▸ **EXERCISE PROMPT**
Quote the entries below word for word, starting at their first line and ending at the line that contains "x=397 y=107".

▸ **Data drawn from a collection**
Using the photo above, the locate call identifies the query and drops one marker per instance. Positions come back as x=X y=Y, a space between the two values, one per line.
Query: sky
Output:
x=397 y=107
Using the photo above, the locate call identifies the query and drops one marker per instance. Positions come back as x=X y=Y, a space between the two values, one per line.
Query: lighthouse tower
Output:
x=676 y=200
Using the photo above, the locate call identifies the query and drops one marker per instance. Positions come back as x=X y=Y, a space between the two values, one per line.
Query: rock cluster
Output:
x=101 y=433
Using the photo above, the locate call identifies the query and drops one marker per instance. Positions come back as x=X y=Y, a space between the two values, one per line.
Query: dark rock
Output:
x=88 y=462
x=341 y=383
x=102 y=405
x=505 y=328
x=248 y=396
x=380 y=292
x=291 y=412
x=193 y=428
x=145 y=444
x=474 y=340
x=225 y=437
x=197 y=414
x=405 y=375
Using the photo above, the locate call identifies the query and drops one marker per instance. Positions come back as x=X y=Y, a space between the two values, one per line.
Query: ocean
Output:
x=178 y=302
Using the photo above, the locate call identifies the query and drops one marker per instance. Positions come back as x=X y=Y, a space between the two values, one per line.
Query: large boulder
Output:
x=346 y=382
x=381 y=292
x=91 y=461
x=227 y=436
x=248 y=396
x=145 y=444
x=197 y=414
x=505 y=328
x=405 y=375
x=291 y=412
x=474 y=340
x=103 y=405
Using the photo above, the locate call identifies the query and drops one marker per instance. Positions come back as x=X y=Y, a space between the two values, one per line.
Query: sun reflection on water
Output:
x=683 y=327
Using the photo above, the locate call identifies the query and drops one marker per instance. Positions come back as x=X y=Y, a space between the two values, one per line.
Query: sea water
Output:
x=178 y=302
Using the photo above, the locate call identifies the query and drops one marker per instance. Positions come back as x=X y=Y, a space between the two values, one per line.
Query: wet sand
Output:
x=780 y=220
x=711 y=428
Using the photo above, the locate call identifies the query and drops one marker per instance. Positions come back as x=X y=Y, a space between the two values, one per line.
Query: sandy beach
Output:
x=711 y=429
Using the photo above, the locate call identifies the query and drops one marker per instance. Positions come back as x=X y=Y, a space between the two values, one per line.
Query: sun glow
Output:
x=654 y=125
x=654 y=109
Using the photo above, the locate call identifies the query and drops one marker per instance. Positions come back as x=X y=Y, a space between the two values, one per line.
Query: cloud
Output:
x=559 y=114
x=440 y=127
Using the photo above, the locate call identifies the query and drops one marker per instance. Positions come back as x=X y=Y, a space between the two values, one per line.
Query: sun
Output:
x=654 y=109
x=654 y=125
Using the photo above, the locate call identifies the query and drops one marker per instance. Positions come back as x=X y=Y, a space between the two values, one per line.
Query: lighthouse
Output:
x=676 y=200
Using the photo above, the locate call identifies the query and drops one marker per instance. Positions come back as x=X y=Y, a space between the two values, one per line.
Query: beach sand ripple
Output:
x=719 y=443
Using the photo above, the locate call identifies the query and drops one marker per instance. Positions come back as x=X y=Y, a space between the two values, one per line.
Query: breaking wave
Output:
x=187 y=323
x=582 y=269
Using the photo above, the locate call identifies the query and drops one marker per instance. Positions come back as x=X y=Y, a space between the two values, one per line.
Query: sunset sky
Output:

▸ **SOLUTION FOR THIS PROBLEM**
Using the photo above, the locate call identifies the query and drops one marker per instance. Positions come back as x=X y=Y, a space between the two values, one per line.
Query: sky
Output:
x=397 y=107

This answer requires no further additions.